>> START GIVEN RECORDS

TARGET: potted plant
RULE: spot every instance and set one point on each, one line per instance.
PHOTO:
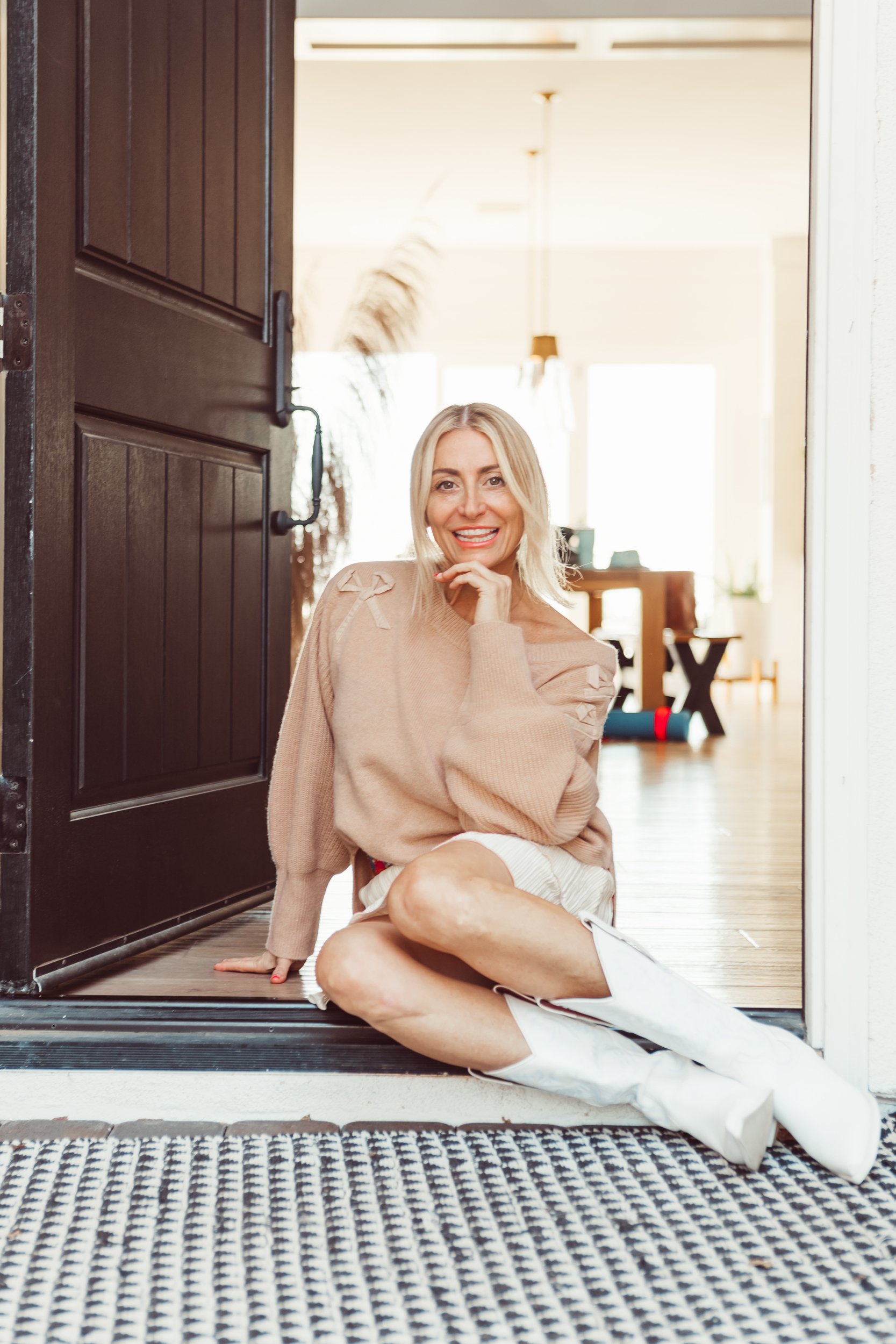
(741, 611)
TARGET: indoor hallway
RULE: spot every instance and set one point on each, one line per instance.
(708, 850)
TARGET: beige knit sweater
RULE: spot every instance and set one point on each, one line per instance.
(401, 733)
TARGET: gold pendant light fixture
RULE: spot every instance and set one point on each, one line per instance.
(543, 346)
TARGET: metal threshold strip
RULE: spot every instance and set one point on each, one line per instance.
(214, 1034)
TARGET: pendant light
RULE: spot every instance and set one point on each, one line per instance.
(544, 346)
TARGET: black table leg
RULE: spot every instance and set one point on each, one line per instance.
(700, 675)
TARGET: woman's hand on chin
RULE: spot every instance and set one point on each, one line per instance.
(261, 964)
(493, 590)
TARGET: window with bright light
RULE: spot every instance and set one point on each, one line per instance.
(652, 440)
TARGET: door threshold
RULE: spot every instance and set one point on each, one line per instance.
(214, 1035)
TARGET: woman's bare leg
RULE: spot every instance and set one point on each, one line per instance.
(421, 998)
(460, 899)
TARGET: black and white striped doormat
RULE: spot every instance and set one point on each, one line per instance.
(599, 1235)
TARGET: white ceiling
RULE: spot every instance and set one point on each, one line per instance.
(656, 144)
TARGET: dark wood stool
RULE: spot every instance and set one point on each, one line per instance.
(700, 675)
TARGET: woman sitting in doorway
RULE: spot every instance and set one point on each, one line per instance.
(442, 734)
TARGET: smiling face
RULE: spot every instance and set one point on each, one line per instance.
(470, 511)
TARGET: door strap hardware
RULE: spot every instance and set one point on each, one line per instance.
(281, 522)
(18, 334)
(285, 408)
(14, 815)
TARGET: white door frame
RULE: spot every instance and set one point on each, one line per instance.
(837, 496)
(837, 531)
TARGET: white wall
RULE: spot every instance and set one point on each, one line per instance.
(650, 305)
(881, 646)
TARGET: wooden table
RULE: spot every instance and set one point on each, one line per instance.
(660, 592)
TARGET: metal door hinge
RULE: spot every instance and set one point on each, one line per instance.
(18, 334)
(14, 815)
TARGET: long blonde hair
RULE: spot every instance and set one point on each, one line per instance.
(539, 562)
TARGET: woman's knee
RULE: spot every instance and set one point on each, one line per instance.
(429, 905)
(351, 969)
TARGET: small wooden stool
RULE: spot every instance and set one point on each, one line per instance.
(757, 678)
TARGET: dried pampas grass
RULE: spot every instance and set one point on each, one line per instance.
(382, 319)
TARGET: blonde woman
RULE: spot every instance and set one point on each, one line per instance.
(442, 737)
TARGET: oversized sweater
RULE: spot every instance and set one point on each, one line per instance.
(402, 732)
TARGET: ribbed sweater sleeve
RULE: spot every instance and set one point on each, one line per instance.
(516, 764)
(304, 842)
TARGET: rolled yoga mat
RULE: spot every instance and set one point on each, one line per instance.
(647, 726)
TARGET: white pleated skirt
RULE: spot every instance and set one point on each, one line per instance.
(544, 870)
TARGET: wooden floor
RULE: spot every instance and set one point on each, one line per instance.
(708, 847)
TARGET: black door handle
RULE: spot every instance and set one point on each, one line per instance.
(285, 408)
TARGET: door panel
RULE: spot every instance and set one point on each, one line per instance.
(151, 531)
(173, 158)
(146, 598)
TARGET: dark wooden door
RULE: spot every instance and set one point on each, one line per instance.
(146, 597)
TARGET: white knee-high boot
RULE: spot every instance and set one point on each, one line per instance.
(837, 1124)
(599, 1066)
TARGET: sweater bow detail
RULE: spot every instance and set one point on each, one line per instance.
(367, 595)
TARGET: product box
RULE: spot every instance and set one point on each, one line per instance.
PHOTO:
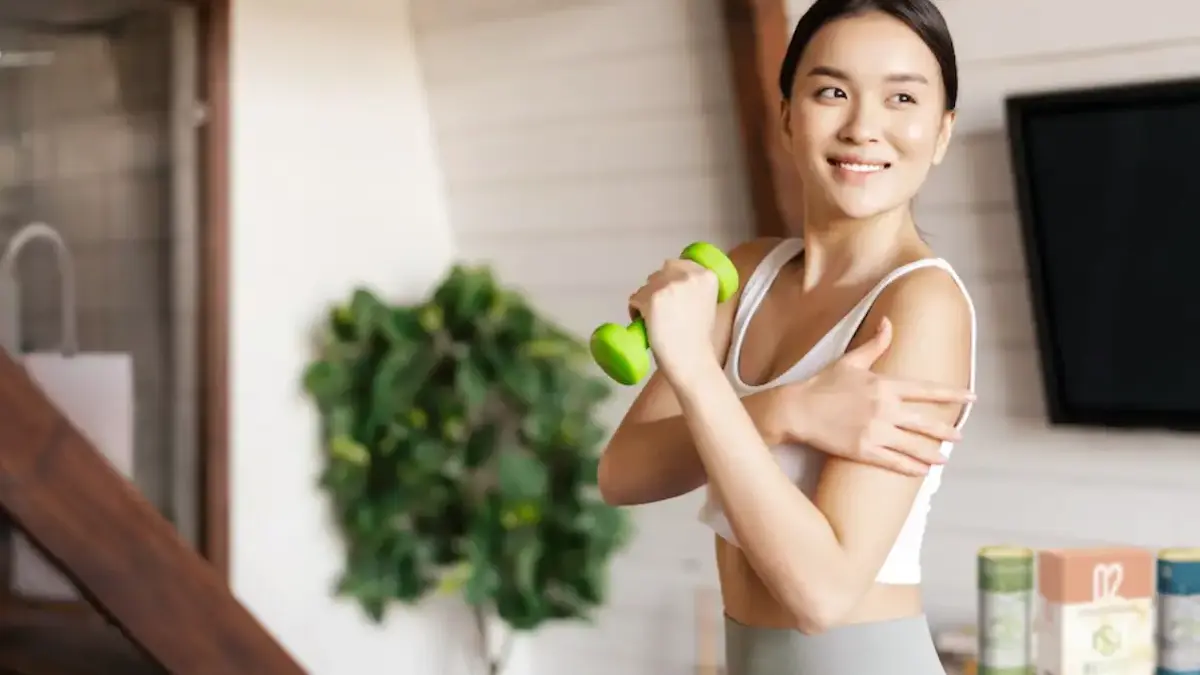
(1097, 611)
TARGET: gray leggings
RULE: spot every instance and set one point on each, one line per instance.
(900, 646)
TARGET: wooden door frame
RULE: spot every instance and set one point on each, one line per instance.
(214, 453)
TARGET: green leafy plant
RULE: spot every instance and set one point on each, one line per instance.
(462, 443)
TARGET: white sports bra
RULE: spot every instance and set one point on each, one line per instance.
(802, 464)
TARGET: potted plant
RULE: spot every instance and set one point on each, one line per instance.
(462, 441)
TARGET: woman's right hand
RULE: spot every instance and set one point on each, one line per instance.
(847, 411)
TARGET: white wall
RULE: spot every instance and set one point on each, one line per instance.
(335, 183)
(583, 142)
(1013, 478)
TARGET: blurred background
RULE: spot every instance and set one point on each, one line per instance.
(571, 144)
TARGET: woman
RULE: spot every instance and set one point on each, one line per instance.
(820, 553)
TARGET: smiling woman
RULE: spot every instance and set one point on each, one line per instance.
(820, 407)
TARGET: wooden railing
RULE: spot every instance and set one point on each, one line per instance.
(125, 557)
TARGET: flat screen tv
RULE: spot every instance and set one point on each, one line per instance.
(1108, 186)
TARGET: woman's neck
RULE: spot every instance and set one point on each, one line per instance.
(846, 251)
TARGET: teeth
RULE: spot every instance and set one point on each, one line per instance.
(861, 168)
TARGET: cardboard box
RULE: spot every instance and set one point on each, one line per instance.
(1097, 614)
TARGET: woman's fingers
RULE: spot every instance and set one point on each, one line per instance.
(918, 447)
(928, 428)
(892, 460)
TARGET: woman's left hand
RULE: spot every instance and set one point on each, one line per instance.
(678, 304)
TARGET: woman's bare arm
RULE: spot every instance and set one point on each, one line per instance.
(651, 455)
(820, 556)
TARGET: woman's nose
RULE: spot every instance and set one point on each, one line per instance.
(862, 127)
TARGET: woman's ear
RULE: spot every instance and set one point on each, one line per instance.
(785, 119)
(943, 136)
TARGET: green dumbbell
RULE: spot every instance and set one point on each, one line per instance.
(623, 351)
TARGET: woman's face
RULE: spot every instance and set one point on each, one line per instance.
(868, 117)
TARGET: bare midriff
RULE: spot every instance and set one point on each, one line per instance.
(748, 599)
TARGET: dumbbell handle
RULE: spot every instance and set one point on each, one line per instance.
(622, 351)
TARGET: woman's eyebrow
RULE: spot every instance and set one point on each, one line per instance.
(828, 71)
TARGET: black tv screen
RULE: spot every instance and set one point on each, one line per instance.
(1108, 186)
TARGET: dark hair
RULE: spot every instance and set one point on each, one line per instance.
(921, 16)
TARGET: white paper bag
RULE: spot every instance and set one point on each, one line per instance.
(93, 390)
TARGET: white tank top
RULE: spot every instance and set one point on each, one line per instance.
(803, 464)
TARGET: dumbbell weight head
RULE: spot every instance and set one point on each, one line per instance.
(623, 351)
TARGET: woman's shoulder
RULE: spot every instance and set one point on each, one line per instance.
(930, 291)
(747, 255)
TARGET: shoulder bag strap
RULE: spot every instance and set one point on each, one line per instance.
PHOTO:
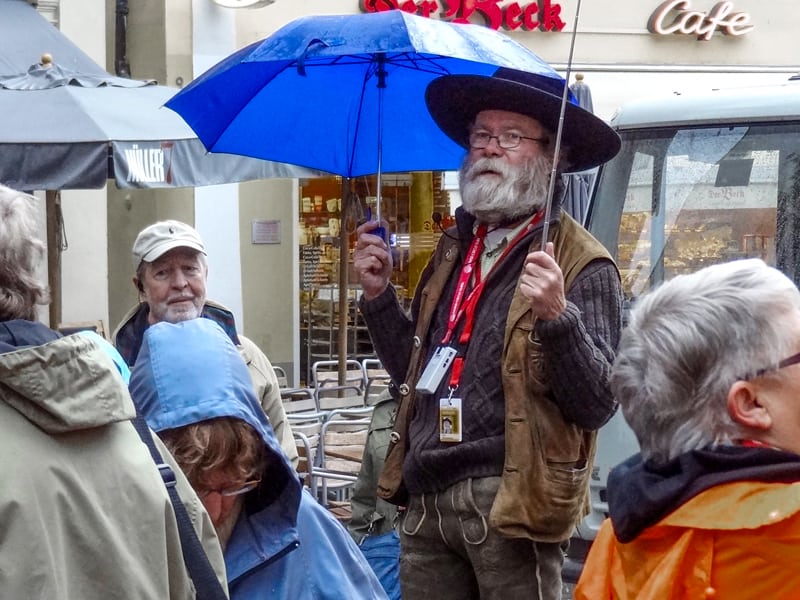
(200, 570)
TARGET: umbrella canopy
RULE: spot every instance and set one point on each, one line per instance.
(345, 94)
(67, 124)
(71, 125)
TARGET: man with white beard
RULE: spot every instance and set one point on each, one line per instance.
(508, 344)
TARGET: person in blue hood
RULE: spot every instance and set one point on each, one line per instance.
(194, 390)
(84, 512)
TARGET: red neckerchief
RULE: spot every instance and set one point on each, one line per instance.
(462, 305)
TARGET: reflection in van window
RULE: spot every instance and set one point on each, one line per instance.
(699, 196)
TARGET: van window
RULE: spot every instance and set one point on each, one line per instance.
(678, 199)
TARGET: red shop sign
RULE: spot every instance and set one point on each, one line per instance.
(543, 15)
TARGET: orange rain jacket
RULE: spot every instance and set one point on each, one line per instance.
(735, 541)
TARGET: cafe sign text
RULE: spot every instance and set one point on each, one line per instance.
(677, 16)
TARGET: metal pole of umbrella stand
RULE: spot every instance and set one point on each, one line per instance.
(344, 276)
(53, 215)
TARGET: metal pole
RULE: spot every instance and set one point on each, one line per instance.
(53, 211)
(557, 150)
(344, 269)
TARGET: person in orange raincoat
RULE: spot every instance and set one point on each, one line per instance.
(710, 508)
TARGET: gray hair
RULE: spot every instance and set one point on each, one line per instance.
(21, 252)
(688, 342)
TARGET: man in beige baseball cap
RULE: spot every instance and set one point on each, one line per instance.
(169, 259)
(159, 238)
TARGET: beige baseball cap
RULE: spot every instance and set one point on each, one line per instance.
(156, 239)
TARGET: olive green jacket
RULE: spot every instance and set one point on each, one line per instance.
(84, 512)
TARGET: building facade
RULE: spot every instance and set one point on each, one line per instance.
(625, 49)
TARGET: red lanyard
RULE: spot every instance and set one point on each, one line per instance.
(467, 306)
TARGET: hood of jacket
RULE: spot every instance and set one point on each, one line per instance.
(61, 384)
(189, 372)
(640, 494)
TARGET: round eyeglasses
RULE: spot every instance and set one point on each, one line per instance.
(508, 140)
(237, 490)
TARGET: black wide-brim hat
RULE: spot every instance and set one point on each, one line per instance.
(455, 100)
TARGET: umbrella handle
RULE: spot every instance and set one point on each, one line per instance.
(380, 230)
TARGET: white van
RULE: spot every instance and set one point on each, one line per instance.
(701, 178)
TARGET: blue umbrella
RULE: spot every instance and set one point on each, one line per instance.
(345, 94)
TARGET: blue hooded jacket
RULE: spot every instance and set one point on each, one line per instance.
(285, 544)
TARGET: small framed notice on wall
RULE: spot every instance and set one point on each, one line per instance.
(266, 232)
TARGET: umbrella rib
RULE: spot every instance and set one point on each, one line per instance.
(367, 76)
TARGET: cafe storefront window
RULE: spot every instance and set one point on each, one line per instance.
(329, 215)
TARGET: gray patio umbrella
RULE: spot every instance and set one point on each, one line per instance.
(75, 130)
(69, 124)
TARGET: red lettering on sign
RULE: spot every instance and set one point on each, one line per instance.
(543, 15)
(688, 21)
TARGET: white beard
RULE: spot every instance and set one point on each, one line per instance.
(518, 192)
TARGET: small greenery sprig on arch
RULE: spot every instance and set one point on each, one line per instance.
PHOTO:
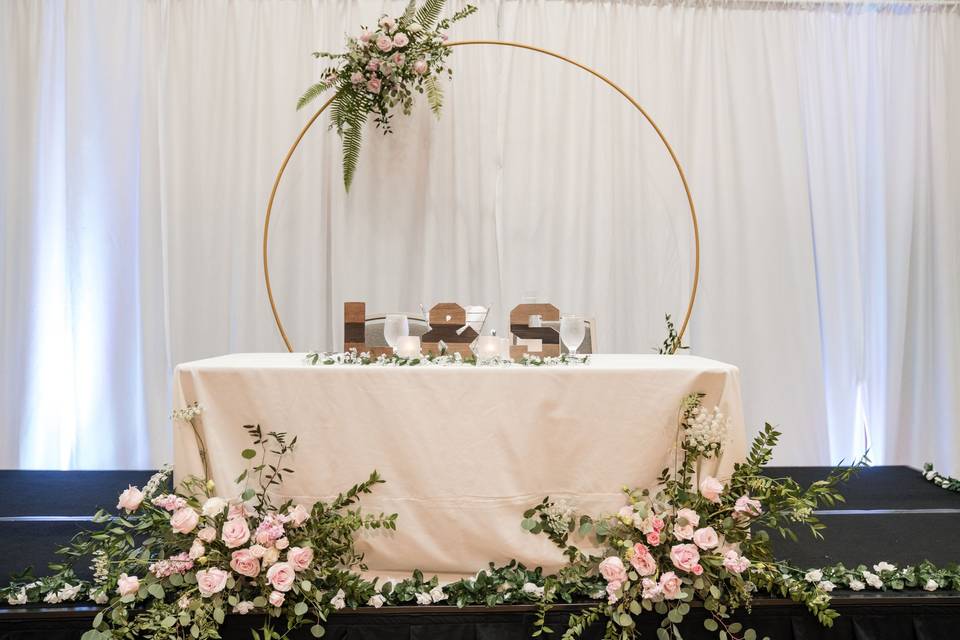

>> END GIVEN RECORDS

**EXERCISE:**
Pull out every line of the material above that contains the string "shoulder", matching case exactly.

**RIGHT ANSWER:**
TARGET: woman's shoulder
TARGET: shoulder bag strap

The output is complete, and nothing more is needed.